Object detection data
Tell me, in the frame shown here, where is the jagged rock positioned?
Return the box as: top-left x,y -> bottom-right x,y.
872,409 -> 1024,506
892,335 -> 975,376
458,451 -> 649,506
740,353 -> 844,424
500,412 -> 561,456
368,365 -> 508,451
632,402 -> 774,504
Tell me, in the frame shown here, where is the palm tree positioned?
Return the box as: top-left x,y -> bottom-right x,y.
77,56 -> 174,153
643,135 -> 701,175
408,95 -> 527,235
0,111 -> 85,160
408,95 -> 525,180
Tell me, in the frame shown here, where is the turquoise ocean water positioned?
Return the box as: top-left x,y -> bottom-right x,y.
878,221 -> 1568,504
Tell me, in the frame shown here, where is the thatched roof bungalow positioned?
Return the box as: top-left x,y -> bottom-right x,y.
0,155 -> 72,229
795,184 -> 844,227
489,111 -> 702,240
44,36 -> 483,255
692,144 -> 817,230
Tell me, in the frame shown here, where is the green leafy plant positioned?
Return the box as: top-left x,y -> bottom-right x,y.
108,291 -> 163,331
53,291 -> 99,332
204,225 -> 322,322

- **SHORT EXERCISE**
Return every line of the listing above that contains the string "Tell", matching case exactly.

- **EXERCISE OUTPUT**
Tell me, in the frame shown here, where is the jagged rock positioned?
Tell me, in the frame shown here, where is the palm tree positioned?
Tell me, in the frame shown here, where is the turquoise ocean water positioned?
Tell me, in the frame shown here, where is the thatched roof bungalow positioned?
Tell me, in the frame shown here, where is the green leafy plant positioned?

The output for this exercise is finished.